=== Rows ===

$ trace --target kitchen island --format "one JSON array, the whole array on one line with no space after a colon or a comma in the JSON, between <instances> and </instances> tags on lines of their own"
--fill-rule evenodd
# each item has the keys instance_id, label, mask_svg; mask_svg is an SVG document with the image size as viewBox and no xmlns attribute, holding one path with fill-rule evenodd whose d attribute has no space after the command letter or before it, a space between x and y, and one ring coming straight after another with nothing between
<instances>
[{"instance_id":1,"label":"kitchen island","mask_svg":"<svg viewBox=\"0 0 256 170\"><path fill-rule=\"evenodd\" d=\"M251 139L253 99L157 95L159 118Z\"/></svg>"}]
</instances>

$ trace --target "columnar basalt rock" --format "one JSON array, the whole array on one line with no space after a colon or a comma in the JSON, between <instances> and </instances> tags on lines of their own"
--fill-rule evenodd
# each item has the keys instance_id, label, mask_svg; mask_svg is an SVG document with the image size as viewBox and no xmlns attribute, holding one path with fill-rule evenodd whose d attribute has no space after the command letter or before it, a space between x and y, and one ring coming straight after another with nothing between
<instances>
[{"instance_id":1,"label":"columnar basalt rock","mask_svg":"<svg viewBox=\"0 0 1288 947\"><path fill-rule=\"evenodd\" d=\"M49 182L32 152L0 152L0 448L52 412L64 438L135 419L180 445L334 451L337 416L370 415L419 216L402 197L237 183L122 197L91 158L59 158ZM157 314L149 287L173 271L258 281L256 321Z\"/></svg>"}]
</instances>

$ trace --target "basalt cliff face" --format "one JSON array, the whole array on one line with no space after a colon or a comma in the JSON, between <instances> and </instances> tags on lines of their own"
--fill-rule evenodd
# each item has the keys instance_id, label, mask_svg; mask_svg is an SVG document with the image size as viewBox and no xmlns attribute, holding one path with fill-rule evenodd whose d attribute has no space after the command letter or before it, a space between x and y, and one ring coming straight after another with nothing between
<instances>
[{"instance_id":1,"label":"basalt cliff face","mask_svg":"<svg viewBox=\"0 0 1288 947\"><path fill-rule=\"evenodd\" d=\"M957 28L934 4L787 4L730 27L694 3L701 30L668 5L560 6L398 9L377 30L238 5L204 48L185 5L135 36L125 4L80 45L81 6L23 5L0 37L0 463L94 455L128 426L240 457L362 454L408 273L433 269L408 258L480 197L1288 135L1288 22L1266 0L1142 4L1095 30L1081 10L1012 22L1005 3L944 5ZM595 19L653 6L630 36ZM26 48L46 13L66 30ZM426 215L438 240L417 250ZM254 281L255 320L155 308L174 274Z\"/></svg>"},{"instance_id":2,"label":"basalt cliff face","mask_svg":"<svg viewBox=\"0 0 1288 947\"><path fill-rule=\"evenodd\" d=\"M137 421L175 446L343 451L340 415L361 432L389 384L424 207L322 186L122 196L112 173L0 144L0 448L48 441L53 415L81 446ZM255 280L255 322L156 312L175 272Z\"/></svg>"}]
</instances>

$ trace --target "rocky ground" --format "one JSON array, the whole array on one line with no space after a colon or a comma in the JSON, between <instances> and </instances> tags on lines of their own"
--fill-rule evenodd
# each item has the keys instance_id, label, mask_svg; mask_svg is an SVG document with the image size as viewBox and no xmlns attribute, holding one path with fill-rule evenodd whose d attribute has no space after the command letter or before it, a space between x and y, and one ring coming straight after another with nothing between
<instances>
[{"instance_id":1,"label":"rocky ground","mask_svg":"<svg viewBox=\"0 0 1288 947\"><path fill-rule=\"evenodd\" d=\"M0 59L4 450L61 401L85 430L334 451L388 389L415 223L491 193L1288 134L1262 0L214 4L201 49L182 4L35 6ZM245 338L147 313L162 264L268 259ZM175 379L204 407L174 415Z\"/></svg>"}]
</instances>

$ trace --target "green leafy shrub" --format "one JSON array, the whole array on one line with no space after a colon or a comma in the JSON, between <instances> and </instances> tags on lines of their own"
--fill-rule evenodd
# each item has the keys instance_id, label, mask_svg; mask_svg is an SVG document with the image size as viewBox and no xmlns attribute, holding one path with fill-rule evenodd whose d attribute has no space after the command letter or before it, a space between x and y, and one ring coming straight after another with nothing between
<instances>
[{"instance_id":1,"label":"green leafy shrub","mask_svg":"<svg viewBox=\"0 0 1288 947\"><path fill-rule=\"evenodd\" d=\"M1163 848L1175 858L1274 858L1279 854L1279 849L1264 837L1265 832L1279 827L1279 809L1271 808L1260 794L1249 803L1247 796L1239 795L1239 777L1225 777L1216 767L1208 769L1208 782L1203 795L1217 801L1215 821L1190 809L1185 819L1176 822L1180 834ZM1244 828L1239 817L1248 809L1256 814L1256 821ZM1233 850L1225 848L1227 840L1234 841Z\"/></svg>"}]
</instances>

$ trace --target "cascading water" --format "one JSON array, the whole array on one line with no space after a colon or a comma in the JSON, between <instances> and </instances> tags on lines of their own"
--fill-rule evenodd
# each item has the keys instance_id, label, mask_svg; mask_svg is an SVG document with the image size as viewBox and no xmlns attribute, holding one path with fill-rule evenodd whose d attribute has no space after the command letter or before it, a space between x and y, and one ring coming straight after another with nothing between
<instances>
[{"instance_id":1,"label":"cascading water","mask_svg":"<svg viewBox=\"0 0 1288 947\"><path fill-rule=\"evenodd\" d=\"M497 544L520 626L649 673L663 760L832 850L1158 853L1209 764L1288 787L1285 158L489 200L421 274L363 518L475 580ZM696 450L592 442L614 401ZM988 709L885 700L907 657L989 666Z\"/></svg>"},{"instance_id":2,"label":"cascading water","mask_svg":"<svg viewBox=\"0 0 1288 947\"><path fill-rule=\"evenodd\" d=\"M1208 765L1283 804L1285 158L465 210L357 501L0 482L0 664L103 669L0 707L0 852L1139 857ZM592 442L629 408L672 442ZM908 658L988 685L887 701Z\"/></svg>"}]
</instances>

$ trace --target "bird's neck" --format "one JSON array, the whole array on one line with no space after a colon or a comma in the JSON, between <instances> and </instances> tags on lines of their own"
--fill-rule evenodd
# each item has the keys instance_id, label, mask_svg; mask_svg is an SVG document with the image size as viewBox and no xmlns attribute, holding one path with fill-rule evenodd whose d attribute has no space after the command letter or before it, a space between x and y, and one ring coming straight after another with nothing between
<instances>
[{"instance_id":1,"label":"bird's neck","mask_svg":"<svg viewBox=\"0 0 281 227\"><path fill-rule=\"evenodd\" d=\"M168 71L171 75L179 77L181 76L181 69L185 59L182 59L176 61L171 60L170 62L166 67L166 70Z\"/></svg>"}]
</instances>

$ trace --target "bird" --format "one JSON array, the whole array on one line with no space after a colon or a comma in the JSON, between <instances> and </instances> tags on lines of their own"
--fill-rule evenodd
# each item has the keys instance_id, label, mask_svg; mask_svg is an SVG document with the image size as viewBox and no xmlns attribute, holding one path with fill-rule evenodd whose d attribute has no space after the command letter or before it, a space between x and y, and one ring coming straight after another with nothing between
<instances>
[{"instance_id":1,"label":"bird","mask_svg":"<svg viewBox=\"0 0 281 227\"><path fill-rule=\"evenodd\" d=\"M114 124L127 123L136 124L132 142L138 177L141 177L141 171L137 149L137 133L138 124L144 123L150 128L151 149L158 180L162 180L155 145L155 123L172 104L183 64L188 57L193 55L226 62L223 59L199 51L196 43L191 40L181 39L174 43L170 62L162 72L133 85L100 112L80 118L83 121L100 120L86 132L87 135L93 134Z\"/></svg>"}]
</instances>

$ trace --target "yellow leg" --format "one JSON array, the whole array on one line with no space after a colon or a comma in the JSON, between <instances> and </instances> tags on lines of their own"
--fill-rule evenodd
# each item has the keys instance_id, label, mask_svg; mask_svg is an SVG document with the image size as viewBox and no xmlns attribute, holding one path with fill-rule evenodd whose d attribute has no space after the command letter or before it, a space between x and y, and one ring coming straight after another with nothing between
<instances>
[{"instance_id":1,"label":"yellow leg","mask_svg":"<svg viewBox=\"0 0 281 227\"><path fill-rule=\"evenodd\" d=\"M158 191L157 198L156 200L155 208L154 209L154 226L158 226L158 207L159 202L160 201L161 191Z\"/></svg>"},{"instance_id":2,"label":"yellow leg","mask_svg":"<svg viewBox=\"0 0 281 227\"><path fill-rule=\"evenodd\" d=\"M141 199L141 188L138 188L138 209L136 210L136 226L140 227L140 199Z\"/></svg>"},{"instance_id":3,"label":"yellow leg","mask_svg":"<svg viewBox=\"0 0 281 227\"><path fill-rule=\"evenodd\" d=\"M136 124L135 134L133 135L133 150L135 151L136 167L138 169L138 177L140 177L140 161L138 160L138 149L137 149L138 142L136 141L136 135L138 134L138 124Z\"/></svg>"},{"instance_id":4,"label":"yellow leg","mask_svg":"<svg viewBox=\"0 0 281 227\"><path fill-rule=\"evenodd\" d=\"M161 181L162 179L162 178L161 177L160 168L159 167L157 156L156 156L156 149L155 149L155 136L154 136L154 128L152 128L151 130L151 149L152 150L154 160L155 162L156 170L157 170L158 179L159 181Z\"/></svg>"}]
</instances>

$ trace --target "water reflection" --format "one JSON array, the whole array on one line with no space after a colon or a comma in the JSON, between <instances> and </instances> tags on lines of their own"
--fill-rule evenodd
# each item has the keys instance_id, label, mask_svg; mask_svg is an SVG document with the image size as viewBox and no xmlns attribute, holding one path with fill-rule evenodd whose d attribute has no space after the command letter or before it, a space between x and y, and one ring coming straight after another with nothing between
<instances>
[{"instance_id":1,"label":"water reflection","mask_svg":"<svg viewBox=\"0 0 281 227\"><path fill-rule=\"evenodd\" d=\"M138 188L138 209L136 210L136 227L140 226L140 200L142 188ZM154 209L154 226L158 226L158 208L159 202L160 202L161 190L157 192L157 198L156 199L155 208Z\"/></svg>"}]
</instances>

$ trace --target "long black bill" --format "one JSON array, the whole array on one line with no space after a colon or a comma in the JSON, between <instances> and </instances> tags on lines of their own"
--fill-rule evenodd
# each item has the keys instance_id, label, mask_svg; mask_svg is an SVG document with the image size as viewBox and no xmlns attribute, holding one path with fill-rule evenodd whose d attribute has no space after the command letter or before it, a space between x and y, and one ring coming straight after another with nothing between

===

-- Goal --
Pick out every line of the material above that contains the string "ground", and copy each such line in full.

-- Exercise response --
$ trace --target "rocky ground" --format "one JSON array, the whole array on one line with no space after a colon or a comma in the JSON, between <instances> and </instances> tags on lines of their own"
[{"instance_id":1,"label":"rocky ground","mask_svg":"<svg viewBox=\"0 0 1288 947\"><path fill-rule=\"evenodd\" d=\"M0 59L4 450L61 401L85 430L334 451L388 389L415 223L491 193L1288 134L1262 0L214 4L201 49L182 4L35 6ZM245 338L147 313L162 264L268 259ZM175 379L204 407L174 415Z\"/></svg>"}]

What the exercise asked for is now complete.